Industry News: Important New Receptors for Follicum’s Lead Candidate FOL-005 in Hair Follicle Cells Identified

23 Jan 2018

Follicum AB has announced that new proteomics research has identified receptors in human hair follicle cells that its lead candidate FOL-005 binds to. The newly acquired knowledge paves the way for a better understanding of how FOL-005 can be used for treatment of hair loss, and a significant milestone in the continued development of FOL-005.
Investigation of mechanism of action

The research into FOL-005’s mechanism of action was conducted in collaboration with specialised Swiss proteomics company Dualsystems Biotech and aimed to identify the proteins that FOL-005 binds to. Two different cell lines from human hair follicles were used and as a result several interesting receptors were identified. These will now be further mapped in detail in preclinical trials. Corresponding studies are also being conducted to identify receptors relevant for the company's separate diabetes project.
CEO Jan Alenfall commented

"The positive news that we have now identified  receptors for FOL-005 allows us to build a specific rational for how FOL-005 works. The information is also important for our understanding of whether FOL-005 can be used for other hair indications in the future, how other types of hair growth disorders such as hirsutism and how different types of hair loss can be treated. The new results are also very valuable for us in our ongoing discussions with both regulatory authorities and commercial partners."

(What you will do)
• A. Using the news item on FOL-005, explain why identifying the receptors matters for Follicum, in one to three sentences.
• B. Answer from the news item on FOL-005:
(i) Which company did Follicum work with on the mechanism-of-action research?
(ii) How many cell lines from human hair follicles were used?
(iii) For which other project are corresponding studies being run?
• C. Resume the news item on FOL-005 after its last sentence.

[Photo-based referring expression data]
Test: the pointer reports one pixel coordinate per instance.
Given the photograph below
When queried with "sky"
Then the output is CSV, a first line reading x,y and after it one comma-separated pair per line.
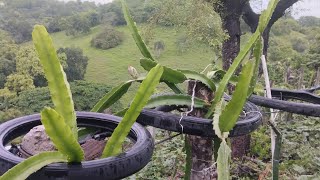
x,y
302,8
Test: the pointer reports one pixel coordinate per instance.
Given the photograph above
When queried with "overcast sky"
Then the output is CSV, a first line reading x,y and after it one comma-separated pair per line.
x,y
302,8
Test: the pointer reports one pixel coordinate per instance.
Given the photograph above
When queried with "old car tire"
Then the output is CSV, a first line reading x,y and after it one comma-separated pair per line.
x,y
199,126
117,167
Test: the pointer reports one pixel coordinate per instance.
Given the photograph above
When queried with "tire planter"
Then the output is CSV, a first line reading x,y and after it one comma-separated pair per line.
x,y
199,126
117,167
312,108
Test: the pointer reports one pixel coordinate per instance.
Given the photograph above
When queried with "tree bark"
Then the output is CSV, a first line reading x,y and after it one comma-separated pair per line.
x,y
201,147
252,19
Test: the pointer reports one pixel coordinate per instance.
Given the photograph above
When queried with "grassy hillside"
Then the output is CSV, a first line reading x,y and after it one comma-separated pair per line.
x,y
110,66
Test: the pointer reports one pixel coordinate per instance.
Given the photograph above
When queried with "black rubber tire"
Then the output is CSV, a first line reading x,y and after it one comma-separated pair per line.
x,y
200,126
117,167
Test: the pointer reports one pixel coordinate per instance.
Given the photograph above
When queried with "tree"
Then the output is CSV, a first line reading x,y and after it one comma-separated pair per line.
x,y
77,24
28,63
8,51
76,63
19,82
230,12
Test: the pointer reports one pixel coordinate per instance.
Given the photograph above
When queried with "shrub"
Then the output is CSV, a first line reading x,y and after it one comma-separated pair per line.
x,y
109,38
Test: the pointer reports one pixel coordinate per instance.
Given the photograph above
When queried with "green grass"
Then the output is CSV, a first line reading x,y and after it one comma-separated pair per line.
x,y
110,66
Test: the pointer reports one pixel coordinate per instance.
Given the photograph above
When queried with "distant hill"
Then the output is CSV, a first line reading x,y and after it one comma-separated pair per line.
x,y
96,1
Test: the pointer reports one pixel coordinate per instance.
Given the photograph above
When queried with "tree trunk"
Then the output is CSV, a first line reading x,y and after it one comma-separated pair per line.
x,y
317,80
201,147
230,15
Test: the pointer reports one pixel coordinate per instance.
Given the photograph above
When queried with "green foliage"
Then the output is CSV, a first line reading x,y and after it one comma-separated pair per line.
x,y
9,113
85,95
8,52
111,97
76,63
202,23
108,38
113,146
19,82
19,16
223,168
28,63
77,24
309,21
55,126
57,82
169,75
135,33
32,164
158,48
261,145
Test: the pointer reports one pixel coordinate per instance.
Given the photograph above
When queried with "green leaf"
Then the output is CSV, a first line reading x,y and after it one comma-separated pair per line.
x,y
200,77
230,114
111,97
216,116
169,75
113,146
61,135
135,33
174,88
32,164
188,167
257,52
266,15
176,99
57,81
224,154
121,113
224,82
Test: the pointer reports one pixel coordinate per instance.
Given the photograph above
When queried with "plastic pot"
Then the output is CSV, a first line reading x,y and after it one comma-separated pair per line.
x,y
117,167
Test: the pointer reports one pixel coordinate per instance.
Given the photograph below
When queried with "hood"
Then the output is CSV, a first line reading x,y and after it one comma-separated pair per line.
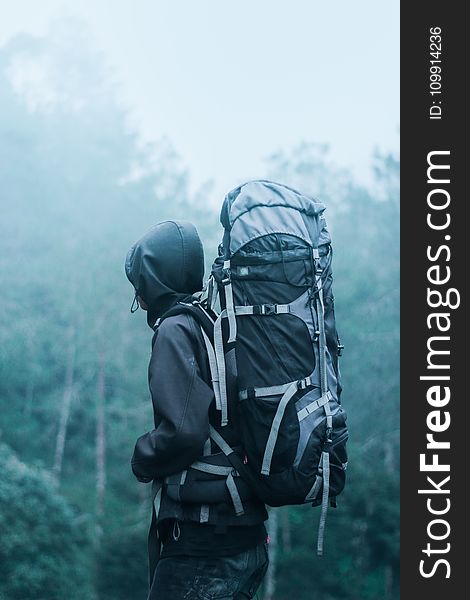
x,y
165,266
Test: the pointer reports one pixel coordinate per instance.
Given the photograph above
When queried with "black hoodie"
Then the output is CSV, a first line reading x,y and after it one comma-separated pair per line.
x,y
165,266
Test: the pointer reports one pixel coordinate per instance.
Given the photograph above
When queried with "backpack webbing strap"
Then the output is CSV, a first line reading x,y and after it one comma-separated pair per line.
x,y
303,414
213,369
229,303
219,440
321,322
153,540
204,510
220,362
274,390
273,433
234,495
212,469
314,489
230,482
262,309
324,503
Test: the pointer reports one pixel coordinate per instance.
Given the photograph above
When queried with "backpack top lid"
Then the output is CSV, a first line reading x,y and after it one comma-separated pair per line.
x,y
261,207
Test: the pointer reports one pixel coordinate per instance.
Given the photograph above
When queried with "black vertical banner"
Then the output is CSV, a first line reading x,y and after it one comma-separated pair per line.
x,y
435,237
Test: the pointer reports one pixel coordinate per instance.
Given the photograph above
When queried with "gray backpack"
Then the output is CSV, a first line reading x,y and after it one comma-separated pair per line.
x,y
274,357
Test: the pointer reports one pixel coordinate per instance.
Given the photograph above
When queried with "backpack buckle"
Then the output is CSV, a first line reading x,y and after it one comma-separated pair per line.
x,y
227,276
268,309
302,384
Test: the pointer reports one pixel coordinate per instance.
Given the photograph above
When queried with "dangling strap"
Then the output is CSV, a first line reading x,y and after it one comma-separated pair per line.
x,y
273,433
153,541
213,369
220,363
232,321
325,459
204,511
321,322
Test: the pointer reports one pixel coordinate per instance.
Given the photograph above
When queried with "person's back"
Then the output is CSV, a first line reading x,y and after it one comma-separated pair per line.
x,y
207,549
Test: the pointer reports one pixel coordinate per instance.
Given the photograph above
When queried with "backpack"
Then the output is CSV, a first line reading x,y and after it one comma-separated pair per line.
x,y
276,348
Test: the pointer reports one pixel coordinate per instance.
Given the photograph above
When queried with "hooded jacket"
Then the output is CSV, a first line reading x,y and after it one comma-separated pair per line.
x,y
166,266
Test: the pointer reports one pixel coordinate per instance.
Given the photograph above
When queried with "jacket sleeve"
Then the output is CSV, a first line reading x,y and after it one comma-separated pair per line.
x,y
181,400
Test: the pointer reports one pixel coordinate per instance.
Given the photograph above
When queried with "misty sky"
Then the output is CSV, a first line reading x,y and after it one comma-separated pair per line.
x,y
229,83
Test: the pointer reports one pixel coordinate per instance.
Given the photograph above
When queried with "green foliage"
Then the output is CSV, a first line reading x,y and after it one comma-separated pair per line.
x,y
44,550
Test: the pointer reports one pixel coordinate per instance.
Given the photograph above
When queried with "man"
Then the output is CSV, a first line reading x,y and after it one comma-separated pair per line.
x,y
207,550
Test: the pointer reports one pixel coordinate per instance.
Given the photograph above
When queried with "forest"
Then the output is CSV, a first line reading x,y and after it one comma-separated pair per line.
x,y
77,188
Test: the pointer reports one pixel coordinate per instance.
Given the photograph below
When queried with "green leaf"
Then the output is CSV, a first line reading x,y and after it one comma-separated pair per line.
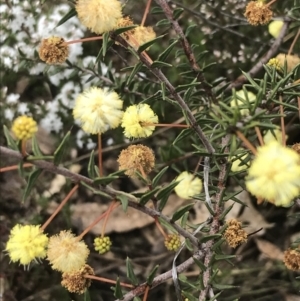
x,y
91,169
157,178
166,191
118,290
163,56
148,44
148,195
151,276
130,273
200,264
178,214
10,141
31,181
59,152
105,180
158,64
124,201
135,70
177,12
68,16
124,29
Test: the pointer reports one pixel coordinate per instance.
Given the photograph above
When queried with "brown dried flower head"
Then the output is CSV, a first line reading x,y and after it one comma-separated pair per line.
x,y
75,282
136,158
296,148
54,50
291,60
292,259
234,234
258,13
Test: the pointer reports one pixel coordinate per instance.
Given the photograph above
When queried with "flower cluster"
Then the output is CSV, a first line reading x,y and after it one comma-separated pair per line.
x,y
99,15
102,244
258,13
172,242
274,174
135,121
66,253
76,282
26,244
188,186
98,110
24,127
54,50
234,234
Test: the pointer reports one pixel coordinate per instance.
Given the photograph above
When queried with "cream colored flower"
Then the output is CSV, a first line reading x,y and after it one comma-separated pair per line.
x,y
26,243
238,103
24,127
98,110
275,28
99,15
66,253
188,185
274,174
135,121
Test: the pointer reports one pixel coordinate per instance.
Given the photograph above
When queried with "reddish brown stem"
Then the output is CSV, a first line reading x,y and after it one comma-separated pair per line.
x,y
96,222
14,167
100,155
109,210
60,207
146,12
84,40
108,280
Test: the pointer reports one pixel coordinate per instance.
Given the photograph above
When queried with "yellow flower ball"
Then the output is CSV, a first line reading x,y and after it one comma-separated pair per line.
x,y
98,110
238,103
275,28
274,174
24,127
66,253
26,243
99,15
135,121
188,186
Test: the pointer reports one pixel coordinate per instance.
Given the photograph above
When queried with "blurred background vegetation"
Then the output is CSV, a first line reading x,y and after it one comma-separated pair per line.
x,y
220,37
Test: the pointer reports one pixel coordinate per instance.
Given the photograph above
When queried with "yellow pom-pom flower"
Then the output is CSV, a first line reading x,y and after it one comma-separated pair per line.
x,y
24,127
135,121
275,28
274,174
66,253
99,15
188,185
26,243
98,110
172,242
102,244
238,103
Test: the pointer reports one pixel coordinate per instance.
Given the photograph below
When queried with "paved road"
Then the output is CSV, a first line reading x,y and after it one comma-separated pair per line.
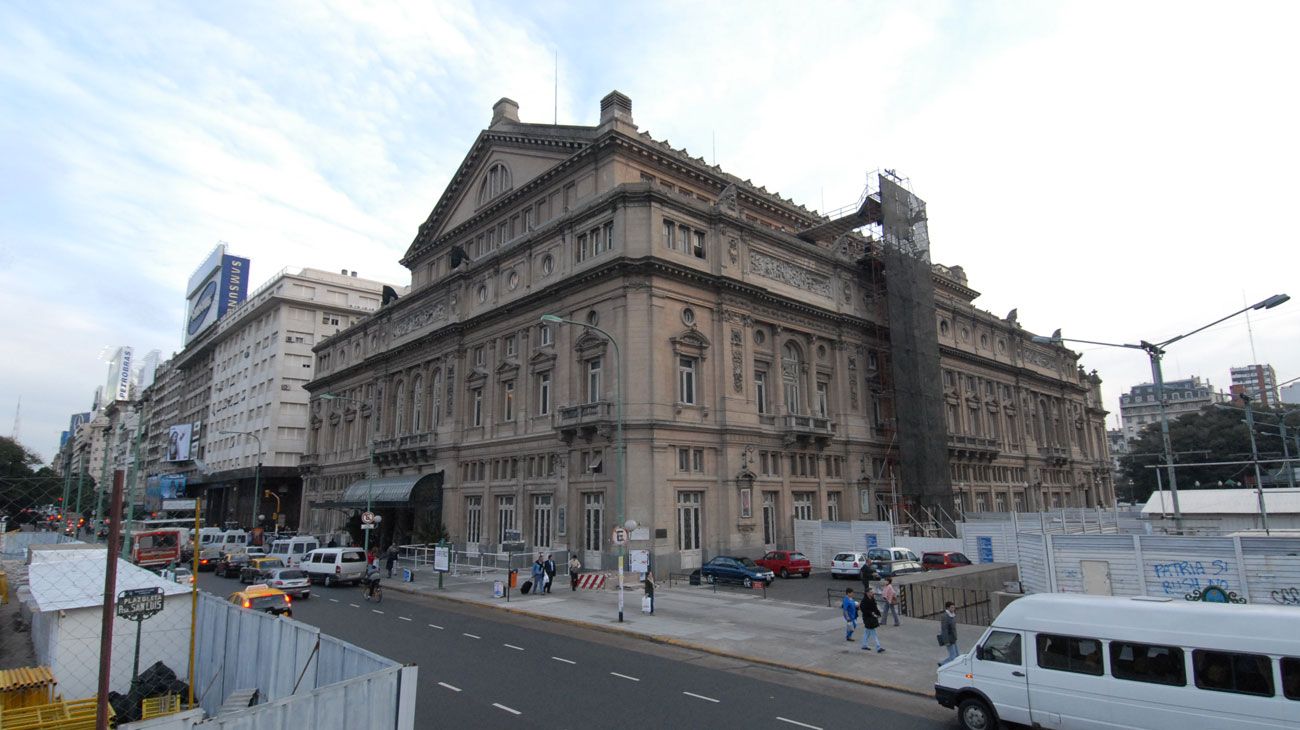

(Answer section)
• A. Identifying the receptors lets Follicum build a specific rationale for how FOL-005 works. It also helps the company understand whether FOL-005 could later treat other hair indications, such as hirsutism and different types of hair loss. The results are valuable in its ongoing discussions with regulatory authorities and commercial partners.

• B.
(i) Dualsystems Biotech, a specialized Swiss proteomics company.
(ii) Two.
(iii) The company's separate diabetes project.

• C.
FOL-005 is a short and modified sequence of the human protein Osteopontin, a protein that has been suggested to play a role in hair growth. In several preclinical studies in a mouse model, treatment with FOL-005 has resulted in a dose-dependent increase in hair growth. The first clinical Phase I/IIa study with FOL-005 was completed during 2017 and showed that treatment with FOL-005 was safe and resulted in higher hair density, 8% increase at the best dose. Moreover, a high number of responders, 76%, were observed. Currently preparations for a Phase IIa study on Alopecia subjects are ongoing.